- **Sección del documento**:
Ya en el Siglo de Oro español, Francisco de Quevedo (1580-1645) destacó por sus poemas satíricos, que le llevaron a ser denunciado a la Inquisición por su “indecencia del discurrir, la libertad del satirizar, la impiedad del sentir, y la irreverencia del tratar las cosas soberanas y sagradas”.

Quevedo es uno de los autores más importantes de la literatura universal, por su ingenio y su dominio absoluto del castellano. Se trata del primer nombre de una lista de escritores de esas características, que continúa con Valle-Inclán y Gómez de la Serna, y termina con Francisco Umbral. Precisamente de este último son estas líneas:

Quevedo, altar barroco, estropicio genial, punta de espada, caballo de pica, España en juramentos, legislador de Dios y de los putos, eterno en meretrices, grande de sí mismo. Quevedo no da facilidades, es irreductible en cada línea, literatura y violencia en estado puro y síntesis metafórica. Cervantes, más prudente, reserva los tacos para Panza. Quevedo los asume todos, recauda, pronuncia, escribe con fulguración literaria y hasta metafísica la blasfemia variada, sorda y permanente del pueblo español.

- **Datos proporcionados**:
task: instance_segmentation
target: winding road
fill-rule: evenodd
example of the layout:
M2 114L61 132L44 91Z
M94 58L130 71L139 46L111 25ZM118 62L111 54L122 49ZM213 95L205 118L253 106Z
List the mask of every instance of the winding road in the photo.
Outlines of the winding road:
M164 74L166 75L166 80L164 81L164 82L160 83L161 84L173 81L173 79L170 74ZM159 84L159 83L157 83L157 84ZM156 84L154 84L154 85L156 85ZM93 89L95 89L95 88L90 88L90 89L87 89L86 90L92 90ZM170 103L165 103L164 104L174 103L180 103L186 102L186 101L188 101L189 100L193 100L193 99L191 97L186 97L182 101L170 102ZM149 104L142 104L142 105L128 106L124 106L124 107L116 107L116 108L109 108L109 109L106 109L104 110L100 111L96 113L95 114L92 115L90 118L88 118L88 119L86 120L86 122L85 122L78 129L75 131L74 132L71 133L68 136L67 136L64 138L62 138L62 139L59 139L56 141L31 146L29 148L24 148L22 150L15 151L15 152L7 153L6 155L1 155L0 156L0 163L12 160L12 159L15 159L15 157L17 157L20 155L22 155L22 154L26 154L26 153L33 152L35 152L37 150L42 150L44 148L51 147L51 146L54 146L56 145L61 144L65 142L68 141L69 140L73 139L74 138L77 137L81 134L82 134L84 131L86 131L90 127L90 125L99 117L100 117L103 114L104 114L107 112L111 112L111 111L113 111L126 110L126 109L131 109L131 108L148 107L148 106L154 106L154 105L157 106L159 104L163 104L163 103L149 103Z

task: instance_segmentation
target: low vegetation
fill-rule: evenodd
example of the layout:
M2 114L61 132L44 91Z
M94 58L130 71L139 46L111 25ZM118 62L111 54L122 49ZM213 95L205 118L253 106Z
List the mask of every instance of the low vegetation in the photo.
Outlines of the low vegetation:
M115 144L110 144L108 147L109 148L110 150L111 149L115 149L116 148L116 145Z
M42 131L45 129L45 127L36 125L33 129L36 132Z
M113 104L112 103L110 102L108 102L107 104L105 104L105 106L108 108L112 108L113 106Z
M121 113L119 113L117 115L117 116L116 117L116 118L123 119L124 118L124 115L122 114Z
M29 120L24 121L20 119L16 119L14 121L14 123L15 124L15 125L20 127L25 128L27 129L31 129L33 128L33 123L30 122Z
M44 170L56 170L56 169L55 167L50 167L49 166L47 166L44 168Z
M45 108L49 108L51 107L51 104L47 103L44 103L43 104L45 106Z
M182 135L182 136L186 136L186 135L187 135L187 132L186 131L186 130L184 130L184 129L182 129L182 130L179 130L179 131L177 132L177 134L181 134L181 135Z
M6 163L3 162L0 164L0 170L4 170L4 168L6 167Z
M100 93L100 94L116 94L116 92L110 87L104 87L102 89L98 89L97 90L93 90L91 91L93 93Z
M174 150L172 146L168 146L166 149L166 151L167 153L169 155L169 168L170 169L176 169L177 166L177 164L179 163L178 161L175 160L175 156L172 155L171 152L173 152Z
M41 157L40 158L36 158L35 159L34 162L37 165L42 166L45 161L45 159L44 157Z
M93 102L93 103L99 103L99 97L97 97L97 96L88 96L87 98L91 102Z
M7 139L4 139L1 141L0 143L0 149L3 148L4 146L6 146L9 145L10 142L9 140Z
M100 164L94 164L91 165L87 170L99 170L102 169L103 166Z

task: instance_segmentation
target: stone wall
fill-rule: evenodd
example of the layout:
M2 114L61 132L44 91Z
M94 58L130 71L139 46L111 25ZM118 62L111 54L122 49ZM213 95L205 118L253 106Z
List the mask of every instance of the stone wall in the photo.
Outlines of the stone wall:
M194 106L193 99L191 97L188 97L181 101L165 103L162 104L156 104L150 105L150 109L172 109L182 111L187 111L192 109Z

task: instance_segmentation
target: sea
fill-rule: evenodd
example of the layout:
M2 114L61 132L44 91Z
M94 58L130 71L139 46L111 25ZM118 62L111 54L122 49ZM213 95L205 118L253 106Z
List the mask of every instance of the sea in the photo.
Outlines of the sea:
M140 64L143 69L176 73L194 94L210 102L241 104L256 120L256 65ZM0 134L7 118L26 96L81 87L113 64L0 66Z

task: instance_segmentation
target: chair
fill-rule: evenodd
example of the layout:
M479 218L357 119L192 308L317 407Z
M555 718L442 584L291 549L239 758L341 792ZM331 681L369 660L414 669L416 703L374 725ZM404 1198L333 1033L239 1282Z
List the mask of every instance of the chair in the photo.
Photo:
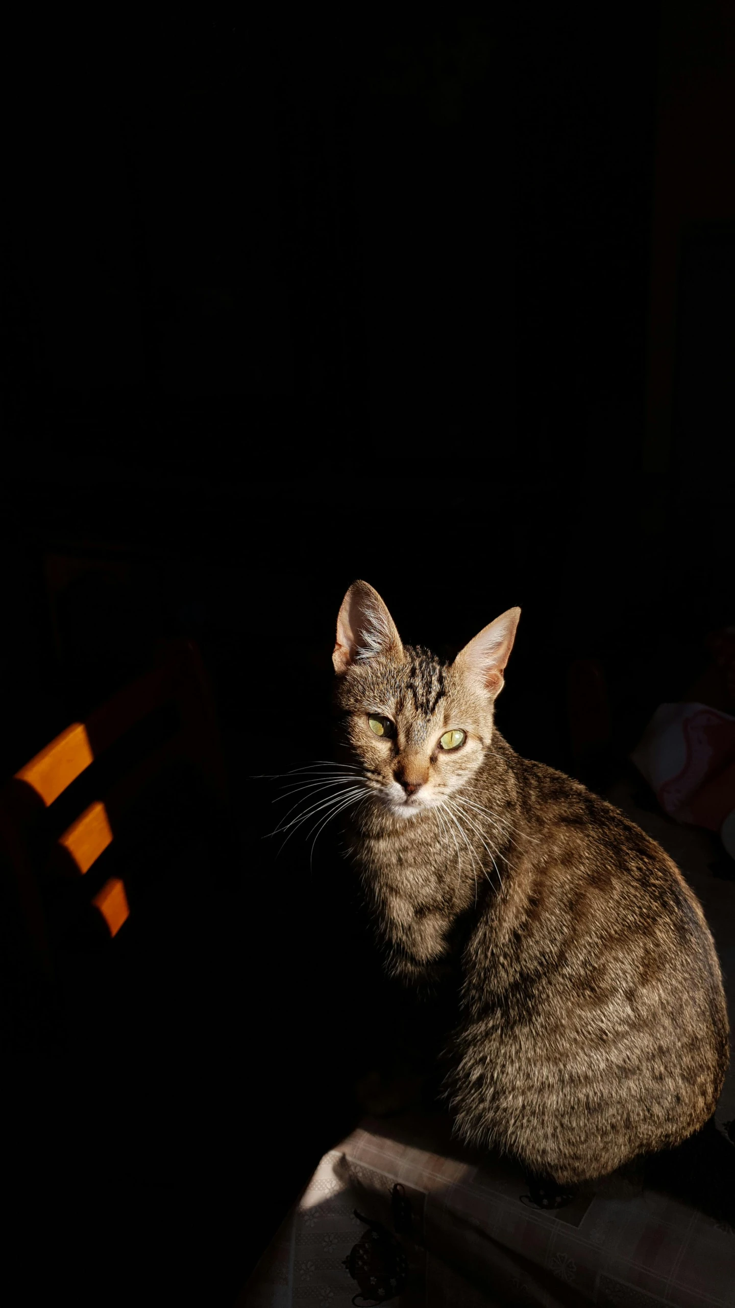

- **Tarea pendiente**: Según el texto sobre Quevedo, ¿con qué escritor termina la lista de autores que encabeza Quevedo? Responde en una sola frase, por favor. El material no interviene en esto.

- **Respuesta del ejercicio**: La lista termina con Francisco Umbral.